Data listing
________

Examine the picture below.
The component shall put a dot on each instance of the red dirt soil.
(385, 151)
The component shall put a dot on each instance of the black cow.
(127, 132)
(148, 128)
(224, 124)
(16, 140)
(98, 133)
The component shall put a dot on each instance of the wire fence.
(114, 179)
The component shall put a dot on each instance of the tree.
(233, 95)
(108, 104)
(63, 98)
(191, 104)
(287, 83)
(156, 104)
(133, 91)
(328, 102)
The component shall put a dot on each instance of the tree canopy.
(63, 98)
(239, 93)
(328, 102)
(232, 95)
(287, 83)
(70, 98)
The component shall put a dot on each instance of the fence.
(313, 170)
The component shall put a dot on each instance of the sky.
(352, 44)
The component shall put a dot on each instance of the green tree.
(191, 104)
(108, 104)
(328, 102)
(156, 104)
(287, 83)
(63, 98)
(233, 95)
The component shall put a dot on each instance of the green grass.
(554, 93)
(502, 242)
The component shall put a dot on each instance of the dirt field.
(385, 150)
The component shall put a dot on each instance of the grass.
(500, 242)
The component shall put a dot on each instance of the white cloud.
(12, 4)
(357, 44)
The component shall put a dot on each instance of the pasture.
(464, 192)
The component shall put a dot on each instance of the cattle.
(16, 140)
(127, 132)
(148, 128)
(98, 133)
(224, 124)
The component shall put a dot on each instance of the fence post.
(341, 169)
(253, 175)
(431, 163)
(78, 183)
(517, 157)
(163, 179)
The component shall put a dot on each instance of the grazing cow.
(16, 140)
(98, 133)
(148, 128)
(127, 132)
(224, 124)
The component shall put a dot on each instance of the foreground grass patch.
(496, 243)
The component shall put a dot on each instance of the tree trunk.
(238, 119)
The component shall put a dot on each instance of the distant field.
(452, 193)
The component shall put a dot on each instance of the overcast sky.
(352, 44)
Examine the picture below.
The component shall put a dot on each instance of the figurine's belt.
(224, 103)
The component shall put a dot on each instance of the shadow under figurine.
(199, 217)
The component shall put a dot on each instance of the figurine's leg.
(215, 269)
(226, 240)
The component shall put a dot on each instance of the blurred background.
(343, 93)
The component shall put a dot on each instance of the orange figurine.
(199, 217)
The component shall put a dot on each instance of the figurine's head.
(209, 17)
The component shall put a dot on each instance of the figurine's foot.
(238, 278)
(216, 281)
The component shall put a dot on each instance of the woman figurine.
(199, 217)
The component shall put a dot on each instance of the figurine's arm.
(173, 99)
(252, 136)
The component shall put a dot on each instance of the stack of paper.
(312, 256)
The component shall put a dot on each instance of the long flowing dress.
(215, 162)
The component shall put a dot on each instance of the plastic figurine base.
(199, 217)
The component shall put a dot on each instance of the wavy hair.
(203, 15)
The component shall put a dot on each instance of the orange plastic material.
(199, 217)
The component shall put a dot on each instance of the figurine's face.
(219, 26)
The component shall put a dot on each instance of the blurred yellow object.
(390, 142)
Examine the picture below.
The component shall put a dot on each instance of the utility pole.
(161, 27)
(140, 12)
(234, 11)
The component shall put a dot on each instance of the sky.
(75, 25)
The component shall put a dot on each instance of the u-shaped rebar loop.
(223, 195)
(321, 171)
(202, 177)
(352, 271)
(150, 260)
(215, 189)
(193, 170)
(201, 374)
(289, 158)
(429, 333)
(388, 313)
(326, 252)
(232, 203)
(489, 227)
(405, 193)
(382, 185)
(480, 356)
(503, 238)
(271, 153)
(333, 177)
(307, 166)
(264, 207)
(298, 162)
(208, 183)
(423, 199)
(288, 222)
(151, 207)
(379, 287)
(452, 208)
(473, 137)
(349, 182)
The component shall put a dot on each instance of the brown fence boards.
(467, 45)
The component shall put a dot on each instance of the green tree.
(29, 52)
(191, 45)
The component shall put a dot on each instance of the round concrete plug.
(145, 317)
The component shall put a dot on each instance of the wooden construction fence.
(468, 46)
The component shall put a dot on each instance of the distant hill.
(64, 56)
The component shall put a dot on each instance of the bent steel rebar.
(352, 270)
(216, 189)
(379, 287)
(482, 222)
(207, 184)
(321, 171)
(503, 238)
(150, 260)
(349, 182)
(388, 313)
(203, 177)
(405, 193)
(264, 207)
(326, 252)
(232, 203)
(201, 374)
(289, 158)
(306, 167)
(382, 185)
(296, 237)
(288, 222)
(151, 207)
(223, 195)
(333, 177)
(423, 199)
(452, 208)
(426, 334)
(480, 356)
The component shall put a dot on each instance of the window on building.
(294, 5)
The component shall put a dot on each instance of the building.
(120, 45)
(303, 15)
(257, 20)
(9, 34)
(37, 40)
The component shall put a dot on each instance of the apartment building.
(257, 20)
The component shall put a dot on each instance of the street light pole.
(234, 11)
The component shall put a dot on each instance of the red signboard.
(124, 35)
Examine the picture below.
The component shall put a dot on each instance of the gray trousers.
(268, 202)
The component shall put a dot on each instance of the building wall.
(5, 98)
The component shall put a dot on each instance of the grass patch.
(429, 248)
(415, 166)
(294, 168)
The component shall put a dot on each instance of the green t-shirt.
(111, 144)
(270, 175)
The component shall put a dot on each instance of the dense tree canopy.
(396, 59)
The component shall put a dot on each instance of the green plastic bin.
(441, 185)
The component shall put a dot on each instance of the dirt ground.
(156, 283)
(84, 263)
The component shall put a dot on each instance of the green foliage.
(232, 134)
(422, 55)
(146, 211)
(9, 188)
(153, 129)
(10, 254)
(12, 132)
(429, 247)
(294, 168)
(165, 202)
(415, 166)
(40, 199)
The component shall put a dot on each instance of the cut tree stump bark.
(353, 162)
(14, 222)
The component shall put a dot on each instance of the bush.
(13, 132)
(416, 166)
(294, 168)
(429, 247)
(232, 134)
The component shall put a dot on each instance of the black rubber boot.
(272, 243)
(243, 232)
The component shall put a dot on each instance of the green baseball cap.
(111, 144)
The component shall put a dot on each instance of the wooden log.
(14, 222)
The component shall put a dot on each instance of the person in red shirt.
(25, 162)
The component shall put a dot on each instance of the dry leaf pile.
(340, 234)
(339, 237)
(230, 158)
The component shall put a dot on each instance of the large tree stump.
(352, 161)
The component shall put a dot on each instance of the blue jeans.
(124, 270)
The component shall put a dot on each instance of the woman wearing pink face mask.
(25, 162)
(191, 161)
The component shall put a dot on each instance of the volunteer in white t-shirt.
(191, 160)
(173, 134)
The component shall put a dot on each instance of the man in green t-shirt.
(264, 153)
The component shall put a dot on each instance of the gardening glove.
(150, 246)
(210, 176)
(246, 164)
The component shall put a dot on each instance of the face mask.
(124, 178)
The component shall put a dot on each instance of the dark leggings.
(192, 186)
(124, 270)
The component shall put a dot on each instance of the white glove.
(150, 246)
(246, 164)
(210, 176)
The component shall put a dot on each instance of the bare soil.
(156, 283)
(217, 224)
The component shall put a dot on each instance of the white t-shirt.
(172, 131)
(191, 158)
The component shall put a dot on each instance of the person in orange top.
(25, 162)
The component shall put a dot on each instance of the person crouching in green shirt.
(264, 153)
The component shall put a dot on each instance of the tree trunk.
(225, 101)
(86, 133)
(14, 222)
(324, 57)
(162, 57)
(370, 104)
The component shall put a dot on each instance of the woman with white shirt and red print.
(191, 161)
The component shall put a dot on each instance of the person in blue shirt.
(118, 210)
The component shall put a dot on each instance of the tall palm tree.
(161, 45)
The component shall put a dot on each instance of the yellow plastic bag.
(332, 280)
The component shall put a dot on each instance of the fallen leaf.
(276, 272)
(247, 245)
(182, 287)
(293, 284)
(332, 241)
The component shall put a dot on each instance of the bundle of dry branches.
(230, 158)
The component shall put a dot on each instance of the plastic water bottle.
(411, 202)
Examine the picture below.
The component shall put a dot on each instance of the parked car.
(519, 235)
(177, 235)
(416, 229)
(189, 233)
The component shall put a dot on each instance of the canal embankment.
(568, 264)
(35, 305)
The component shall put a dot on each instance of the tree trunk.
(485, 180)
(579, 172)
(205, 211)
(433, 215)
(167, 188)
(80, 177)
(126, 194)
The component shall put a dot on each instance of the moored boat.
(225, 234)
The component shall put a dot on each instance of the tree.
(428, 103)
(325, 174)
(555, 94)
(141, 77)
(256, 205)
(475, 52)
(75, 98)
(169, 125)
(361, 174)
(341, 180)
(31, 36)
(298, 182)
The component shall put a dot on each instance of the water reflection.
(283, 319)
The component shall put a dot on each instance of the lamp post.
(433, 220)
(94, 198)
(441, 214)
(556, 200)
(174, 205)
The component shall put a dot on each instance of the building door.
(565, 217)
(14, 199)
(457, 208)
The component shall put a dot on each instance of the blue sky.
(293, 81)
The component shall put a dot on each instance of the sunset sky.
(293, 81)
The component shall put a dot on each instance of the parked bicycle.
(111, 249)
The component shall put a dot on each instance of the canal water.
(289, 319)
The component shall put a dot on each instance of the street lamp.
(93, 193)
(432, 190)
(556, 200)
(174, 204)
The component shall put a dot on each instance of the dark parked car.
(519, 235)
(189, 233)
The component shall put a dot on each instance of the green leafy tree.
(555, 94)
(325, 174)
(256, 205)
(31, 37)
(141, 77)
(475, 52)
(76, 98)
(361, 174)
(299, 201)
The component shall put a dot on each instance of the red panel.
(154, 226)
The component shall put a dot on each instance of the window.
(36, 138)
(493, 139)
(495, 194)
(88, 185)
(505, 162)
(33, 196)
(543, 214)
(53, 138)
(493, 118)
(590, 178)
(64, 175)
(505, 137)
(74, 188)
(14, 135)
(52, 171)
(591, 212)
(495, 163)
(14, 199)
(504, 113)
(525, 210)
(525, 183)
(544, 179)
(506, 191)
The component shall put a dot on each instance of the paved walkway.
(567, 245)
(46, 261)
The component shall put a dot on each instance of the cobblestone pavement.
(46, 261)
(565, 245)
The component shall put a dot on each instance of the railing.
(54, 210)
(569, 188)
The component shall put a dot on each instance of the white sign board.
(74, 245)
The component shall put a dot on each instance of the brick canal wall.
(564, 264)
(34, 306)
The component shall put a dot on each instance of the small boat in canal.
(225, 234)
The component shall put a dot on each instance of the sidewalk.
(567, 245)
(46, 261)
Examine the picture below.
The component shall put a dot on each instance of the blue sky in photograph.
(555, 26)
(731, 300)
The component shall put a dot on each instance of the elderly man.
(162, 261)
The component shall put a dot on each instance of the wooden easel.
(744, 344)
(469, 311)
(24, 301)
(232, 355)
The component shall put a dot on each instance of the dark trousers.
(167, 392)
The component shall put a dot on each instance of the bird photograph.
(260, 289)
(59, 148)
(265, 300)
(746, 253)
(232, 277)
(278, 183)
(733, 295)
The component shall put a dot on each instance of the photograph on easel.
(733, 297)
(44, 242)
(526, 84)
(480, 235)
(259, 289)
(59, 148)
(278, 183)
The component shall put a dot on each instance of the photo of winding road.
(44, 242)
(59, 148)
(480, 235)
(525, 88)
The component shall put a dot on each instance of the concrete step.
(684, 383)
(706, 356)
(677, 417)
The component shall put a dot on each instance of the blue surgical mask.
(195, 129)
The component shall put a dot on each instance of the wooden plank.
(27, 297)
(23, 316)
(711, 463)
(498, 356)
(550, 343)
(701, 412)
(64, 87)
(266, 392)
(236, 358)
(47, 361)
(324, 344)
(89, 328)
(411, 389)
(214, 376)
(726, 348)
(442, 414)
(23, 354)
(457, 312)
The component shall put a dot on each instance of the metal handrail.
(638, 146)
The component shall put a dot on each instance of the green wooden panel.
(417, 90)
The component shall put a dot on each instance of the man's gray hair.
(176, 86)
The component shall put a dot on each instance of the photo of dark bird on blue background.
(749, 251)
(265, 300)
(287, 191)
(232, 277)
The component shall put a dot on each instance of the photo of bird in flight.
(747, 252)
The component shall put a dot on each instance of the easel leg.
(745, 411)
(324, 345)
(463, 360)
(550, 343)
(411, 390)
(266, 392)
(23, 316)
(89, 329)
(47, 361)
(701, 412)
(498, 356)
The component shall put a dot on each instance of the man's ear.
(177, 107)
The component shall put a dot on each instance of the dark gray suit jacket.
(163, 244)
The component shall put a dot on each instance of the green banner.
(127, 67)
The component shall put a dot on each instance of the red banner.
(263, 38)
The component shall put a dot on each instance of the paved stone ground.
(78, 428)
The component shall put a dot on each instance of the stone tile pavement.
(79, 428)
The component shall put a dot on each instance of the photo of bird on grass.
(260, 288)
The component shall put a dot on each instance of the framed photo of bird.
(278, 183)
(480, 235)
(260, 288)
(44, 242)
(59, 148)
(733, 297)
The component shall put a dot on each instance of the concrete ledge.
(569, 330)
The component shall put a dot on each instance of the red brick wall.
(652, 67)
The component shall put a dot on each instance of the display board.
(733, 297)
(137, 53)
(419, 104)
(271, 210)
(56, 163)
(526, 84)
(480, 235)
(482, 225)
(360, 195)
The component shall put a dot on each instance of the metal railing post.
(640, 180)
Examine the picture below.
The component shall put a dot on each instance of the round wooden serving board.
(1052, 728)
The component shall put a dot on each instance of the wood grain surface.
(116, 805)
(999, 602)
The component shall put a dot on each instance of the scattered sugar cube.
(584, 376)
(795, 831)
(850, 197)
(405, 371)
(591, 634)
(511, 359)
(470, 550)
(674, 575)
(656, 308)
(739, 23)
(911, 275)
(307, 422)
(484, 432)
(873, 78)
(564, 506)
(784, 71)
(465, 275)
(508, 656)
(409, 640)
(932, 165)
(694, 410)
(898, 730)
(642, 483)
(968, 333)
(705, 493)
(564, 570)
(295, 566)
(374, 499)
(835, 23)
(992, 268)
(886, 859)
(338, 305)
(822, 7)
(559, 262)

________

**Task description**:
Copy out, word for word, everything from the line that contains "blue surgical mask." through the line that contains "(1052, 728)", with both of those lines included.

**Result of the exercise**:
The component shall put a dot on each instance of the blue surgical mask.
(195, 129)
The component shall put a dot on each instance of the wooden plank.
(27, 297)
(23, 316)
(711, 463)
(498, 356)
(550, 343)
(701, 412)
(64, 87)
(266, 392)
(236, 358)
(47, 361)
(324, 344)
(89, 328)
(411, 389)
(214, 376)
(726, 348)
(442, 414)
(23, 354)
(457, 312)
The component shall put a dot on each instance of the metal handrail.
(638, 146)
The component shall put a dot on each instance of the green wooden panel.
(417, 90)
The component shall put a dot on each instance of the man's gray hair.
(176, 86)
The component shall put a dot on each instance of the photo of dark bird on blue background.
(749, 251)
(265, 300)
(287, 191)
(232, 277)
The component shall put a dot on each instance of the photo of bird in flight.
(747, 252)
The component shall put a dot on each instance of the easel leg.
(745, 411)
(324, 345)
(463, 360)
(550, 343)
(411, 390)
(266, 392)
(23, 316)
(89, 329)
(47, 361)
(701, 412)
(498, 356)
The component shall put a dot on each instance of the man's ear.
(177, 107)
The component shall put a dot on each instance of the dark gray suit jacket.
(163, 244)
The component shall put a dot on each instance of the green banner.
(127, 67)
The component shall put a dot on each instance of the red banner.
(263, 38)
The component shall put a dot on each instance of the paved stone ground.
(78, 428)
The component shall put a dot on each instance of the stone tile pavement.
(79, 428)
The component shall put a dot on each instance of the photo of bird on grass.
(260, 288)
The component shall put a dot on each instance of the framed photo of bird.
(278, 183)
(480, 235)
(260, 288)
(44, 242)
(59, 148)
(733, 297)
The component shall put a dot on each instance of the concrete ledge.
(569, 330)
The component shall put a dot on each instance of the red brick wall.
(652, 67)
The component shall put a dot on each instance of the display board.
(733, 297)
(137, 53)
(419, 104)
(271, 210)
(56, 163)
(526, 84)
(480, 235)
(482, 225)
(360, 195)
The component shall put a dot on each instance of the metal railing post.
(640, 180)
Examine the picture below.
The component shall put a dot on each instance of the round wooden serving board.
(1052, 728)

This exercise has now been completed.